◆ **FRAGMENTO CITADO**:
En esta relación entre artistas y pensadores se producirán interacciones en ambos sentidos. Así algunos artistas como Mark Tansey van a colocar en sus obras los personajes de Derrida o Paul de Man, Rainer Ganahl crea un complejo cuadro con el índice de la obra de Deleuze, Masoquismo. Un video de Diana Thater es calificado como la expresión plástica de la Lógica del Sentido de Deleuze. Y por parte de la reflexión francesa es más que bien conocido el interés estético de Baudrillard, Foucault, Virilo, Lyotard y desde luego Deleuze.
En el campo de la arquitectura la relación resultó ser casi inevitable. Virilo cofunda el colectivo Architecture Principie en 1963, Baudrillard dialoga con Beauborg o con Nouvel. En América tras la caída del modernismo cristaliza un práctica teórica de la arquitectura que señala como mentor teórico, además de los citados, fundamentalmente a Derrida. Los representantes de este nuevo teorismo arquitectural son Peter Eisenman, Bernard Tschumi. Antony Vidler y Mark Wigley, entre otros.
Pero no solamente encontramos huellas (el término derridiano parece aquí conveniente) del pensamiento postestructuralista en el arte –digamos- más culto o de más honda tradición, también en determinados DJ’s intelectualizados de la música Hip-Hop, en portales de Internet que se amparan en la teoría rizomática deleuziana para exponer determinadas políticas de organización, gestión y uso de la red, en hacker activistas de los primeros años 90’s, y en una presencia de los autores franceses en sitios de todo tipo sin parangón con otras corrientes de pensamiento u otros movimientos artísticos o culturales intelectualizados.
La tercera parte del libro la destina Cusset a evaluar, tras la exposición realizada en las partes previas, la verdadera influencia y la presencia aún de la teoría francesa en los Estados Unidos, en el resto del mundo y en el retorno que estos autores han tenido en su Francia natal. Tras las idas y venidas, los ataques y contraataques, la crítica y la anticrítica, muchos autores estiman que todo este proceso no ha sido más que una moda dentro del mercado de las ideas de la que hoy no quedan sino formas –naturalmente- pasadas de moda, pero sin calado ni profundidad. Contra esto, Cusset estima que, en la medida en que la teoría ha tenido y sigue teniendo un proceso de lectura, de discusión, de crítica incluso, no puede ser solamente un efecto pasajero de una teoría que renovó los léxicos filosóficos, las estrategias de análisis y las formas de acción. Incluso en su muerte anunciada se prueba que el postestructuralismo francés ha sido una corriente profunda y novedosa de la que la historia tendrá que ocuparse. “Pues la teoría francesa encarna también, en la universidad y más allá, la esperanza de que el discurso vuelva a dar vida a la vida, que dé acceso a una fuerza vital intacta, aparentemente ignorada por la lógica mercantilista y el cinismo del ambiente.” (pág. 333). Para argumentar esta valoración, Cusset particulariza la herencia que los pensadores franceses legan en el pensamiento americano y en el del resto del mundo (Italia, Alemania, Brasil, México, India, Japón, Las Antillas, Haití, Argentina) catalogando todas las influencias significativas y reconocidas. Y a la vez recogiendo las que influyeron en los pensadores franceses, es decir y cómo no, las fuentes alemanas.

◆ **LISTADO DE DATOS**:
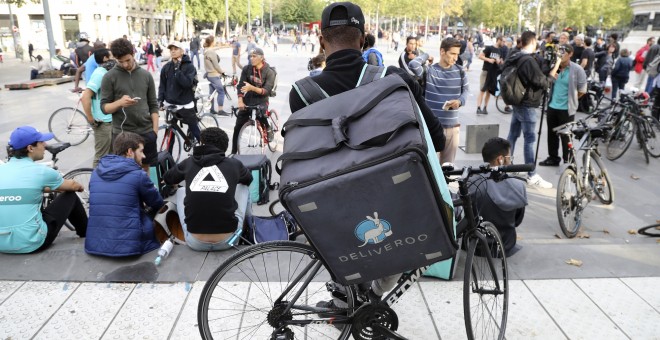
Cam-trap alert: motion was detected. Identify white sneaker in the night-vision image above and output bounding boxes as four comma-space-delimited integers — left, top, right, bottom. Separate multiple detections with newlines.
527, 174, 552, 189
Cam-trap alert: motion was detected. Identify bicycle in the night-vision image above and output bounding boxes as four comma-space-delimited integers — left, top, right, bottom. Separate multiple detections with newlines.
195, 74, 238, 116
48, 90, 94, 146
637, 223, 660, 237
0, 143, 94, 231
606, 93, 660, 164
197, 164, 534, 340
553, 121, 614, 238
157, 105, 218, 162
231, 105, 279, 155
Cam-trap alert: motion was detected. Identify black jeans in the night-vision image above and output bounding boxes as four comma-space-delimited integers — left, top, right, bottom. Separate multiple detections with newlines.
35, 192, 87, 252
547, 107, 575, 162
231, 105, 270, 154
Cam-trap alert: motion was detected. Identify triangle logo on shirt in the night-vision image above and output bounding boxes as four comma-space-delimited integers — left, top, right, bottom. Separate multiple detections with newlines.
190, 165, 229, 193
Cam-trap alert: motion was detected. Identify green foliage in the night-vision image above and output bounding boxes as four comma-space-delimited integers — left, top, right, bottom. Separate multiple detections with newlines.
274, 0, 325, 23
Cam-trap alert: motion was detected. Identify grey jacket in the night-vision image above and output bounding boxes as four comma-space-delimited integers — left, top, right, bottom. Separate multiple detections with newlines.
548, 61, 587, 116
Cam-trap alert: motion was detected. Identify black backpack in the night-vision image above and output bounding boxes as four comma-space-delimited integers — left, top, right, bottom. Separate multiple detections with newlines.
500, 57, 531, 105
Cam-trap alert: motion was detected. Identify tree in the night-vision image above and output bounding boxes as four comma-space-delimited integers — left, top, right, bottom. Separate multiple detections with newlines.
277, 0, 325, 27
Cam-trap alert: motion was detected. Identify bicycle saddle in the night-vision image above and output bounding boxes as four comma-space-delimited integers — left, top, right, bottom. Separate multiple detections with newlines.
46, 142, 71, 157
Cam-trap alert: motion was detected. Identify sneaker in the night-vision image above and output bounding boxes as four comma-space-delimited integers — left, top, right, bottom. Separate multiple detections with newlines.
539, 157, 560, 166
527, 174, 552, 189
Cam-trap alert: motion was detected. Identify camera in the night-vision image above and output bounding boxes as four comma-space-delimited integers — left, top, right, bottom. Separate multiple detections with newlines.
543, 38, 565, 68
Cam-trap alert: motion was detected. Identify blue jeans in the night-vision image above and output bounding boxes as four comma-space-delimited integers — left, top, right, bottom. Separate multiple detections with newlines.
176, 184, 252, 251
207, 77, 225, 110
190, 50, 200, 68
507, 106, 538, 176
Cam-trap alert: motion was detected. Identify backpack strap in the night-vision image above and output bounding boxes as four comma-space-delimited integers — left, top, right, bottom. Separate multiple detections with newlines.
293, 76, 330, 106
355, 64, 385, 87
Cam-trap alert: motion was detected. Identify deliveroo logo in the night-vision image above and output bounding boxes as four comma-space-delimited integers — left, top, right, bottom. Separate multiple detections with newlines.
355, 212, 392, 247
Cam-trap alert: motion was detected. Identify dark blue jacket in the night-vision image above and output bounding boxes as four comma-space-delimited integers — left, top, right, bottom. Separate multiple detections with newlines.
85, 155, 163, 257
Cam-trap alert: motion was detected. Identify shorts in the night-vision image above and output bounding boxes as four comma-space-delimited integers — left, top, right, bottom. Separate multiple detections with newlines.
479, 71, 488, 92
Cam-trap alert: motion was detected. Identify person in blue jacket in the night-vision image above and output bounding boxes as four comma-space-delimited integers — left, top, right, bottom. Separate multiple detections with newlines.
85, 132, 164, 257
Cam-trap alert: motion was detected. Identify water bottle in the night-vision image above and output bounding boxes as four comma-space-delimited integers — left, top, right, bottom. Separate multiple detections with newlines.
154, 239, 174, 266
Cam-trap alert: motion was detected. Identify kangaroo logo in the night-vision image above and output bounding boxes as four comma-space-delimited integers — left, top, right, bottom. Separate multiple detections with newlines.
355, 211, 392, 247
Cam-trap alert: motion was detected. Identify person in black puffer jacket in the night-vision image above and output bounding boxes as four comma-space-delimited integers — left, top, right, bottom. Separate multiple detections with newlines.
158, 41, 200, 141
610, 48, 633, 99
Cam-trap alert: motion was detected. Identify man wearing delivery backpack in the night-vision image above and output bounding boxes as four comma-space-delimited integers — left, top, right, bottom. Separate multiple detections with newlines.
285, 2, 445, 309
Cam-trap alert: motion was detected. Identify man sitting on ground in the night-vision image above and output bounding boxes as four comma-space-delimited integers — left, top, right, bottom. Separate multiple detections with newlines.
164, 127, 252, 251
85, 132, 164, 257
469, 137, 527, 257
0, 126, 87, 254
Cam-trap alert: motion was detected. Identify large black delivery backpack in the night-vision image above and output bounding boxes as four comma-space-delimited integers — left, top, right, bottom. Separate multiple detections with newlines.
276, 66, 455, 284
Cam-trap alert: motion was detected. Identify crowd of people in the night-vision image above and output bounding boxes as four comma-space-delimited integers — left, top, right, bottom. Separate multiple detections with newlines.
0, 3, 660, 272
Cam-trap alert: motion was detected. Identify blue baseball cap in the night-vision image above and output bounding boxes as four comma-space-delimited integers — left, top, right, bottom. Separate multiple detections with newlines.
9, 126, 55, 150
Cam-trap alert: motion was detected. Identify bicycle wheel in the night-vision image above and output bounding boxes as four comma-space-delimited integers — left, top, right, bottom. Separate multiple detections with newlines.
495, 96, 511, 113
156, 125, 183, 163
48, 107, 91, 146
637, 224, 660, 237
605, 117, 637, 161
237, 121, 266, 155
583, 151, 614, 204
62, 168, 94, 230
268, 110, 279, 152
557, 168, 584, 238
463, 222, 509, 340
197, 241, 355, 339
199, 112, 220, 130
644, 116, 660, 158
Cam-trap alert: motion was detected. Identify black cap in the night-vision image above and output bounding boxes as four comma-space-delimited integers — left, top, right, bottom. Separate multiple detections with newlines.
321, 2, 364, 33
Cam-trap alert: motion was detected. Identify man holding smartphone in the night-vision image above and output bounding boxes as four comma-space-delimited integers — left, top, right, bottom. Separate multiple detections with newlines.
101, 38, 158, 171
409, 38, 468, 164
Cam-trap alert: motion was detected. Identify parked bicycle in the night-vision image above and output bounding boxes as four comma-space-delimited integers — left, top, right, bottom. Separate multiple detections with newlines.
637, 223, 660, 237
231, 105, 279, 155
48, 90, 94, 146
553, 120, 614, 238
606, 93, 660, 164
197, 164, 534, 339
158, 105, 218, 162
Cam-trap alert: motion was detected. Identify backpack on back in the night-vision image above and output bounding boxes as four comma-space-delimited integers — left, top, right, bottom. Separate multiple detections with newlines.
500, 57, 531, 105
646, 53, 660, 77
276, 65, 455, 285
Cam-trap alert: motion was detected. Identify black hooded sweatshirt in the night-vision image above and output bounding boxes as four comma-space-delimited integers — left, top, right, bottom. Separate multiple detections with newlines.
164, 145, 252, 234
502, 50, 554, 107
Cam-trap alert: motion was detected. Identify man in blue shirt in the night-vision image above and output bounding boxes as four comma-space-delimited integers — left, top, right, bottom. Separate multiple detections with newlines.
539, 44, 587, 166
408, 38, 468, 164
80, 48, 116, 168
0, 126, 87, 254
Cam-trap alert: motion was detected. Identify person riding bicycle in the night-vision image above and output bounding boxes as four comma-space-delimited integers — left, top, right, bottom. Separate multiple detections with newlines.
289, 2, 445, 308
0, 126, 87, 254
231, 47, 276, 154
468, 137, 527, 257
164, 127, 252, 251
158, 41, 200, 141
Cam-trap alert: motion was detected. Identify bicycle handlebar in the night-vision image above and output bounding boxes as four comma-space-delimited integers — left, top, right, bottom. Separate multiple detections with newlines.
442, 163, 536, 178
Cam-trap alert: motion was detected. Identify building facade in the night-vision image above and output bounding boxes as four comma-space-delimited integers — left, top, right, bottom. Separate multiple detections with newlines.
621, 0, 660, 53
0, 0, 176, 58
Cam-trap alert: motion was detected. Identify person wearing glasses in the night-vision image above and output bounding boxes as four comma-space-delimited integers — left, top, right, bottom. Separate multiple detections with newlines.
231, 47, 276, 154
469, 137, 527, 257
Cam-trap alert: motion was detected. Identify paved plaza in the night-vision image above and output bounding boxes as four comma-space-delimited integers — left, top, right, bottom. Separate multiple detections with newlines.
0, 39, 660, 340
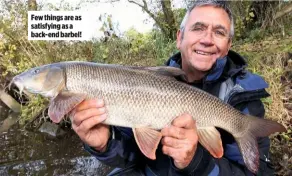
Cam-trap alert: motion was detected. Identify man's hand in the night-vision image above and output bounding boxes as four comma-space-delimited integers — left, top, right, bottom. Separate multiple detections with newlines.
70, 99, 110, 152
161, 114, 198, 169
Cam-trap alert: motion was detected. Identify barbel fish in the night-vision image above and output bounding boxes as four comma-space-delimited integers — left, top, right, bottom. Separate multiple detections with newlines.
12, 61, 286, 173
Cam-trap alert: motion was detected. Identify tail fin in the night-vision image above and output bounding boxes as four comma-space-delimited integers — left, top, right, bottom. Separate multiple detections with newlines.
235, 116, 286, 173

---

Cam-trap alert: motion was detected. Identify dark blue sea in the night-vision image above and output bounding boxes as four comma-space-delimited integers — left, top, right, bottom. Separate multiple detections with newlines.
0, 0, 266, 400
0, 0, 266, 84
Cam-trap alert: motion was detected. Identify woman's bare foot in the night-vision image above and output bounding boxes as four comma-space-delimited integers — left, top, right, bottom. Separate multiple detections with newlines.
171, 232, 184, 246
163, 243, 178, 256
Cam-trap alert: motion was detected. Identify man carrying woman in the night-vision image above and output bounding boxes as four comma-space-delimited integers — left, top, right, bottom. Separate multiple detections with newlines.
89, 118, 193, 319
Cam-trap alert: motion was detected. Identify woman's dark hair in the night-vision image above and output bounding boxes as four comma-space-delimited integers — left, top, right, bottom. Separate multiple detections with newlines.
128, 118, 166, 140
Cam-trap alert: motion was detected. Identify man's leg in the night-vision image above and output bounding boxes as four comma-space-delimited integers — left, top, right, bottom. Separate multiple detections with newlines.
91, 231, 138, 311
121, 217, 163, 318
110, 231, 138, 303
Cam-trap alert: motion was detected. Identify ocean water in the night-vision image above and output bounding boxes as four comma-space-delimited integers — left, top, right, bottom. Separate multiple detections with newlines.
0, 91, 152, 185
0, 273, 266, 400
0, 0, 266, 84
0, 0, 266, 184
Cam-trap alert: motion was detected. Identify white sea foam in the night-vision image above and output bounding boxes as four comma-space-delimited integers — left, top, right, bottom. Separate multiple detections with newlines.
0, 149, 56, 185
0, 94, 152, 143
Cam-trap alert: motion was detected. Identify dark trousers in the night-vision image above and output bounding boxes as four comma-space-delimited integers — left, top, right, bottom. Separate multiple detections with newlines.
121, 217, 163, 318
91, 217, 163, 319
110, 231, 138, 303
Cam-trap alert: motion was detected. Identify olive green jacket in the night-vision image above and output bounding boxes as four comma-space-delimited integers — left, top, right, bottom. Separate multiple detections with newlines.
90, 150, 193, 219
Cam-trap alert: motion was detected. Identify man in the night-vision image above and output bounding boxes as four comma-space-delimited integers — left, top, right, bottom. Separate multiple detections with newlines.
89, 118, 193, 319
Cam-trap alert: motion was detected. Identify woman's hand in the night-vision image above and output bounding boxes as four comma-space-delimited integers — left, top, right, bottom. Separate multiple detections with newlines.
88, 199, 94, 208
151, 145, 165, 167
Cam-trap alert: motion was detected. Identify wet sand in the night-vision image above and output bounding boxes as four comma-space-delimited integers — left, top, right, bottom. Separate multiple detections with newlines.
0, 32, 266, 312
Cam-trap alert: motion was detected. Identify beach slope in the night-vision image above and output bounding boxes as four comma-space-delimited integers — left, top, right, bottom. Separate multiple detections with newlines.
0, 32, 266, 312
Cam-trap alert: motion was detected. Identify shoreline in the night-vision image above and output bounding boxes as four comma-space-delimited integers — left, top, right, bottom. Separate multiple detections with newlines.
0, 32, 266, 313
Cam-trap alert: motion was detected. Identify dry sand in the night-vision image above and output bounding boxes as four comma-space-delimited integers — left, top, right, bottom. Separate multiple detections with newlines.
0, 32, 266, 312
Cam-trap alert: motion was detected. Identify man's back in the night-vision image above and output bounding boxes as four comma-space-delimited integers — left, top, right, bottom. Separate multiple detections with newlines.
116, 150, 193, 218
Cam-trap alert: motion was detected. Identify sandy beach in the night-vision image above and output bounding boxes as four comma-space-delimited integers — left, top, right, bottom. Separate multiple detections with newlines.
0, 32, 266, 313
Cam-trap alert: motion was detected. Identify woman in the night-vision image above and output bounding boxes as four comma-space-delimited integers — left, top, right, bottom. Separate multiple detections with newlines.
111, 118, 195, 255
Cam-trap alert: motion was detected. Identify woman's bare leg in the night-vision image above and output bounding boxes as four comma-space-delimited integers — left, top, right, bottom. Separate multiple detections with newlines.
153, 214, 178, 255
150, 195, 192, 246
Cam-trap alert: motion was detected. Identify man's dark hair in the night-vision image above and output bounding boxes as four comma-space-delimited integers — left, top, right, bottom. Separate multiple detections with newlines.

◆ **CONSIGNA A**: Copia el fragmento citado desde "Pero no solamente" hasta "o culturales intelectualizados.", ambos incluidos, y cambia "Hip-Hop" por "rap".
◆ **CONSIGNA B**: ¿Qué representantes del nuevo teorismo arquitectural nombra el fragmento citado? Enuméralos todos.
◆ **CONSIGNA C**: Según el fragmento citado, ¿en qué año cofunda Virilo el colectivo Architecture Principie?

◆ **RESPUESTA COMPLETA A**:
Pero no solamente encontramos huellas (el término derridiano parece aquí conveniente) del pensamiento postestructuralista en el arte –digamos- más culto o de más honda tradición, también en determinados DJ’s intelectualizados de la música rap, en portales de Internet que se amparan en la teoría rizomática deleuziana para exponer determinadas políticas de organización, gestión y uso de la red, en hacker activistas de los primeros años 90’s, y en una presencia de los autores franceses en sitios de todo tipo sin parangón con otras corrientes de pensamiento u otros movimientos artísticos o culturales intelectualizados.

◆ **RESPUESTA COMPLETA B**: Peter Eisenman, Bernard Tschumi, Antony Vidler y Mark Wigley.

◆ **RESPUESTA COMPLETA C**: En 1963.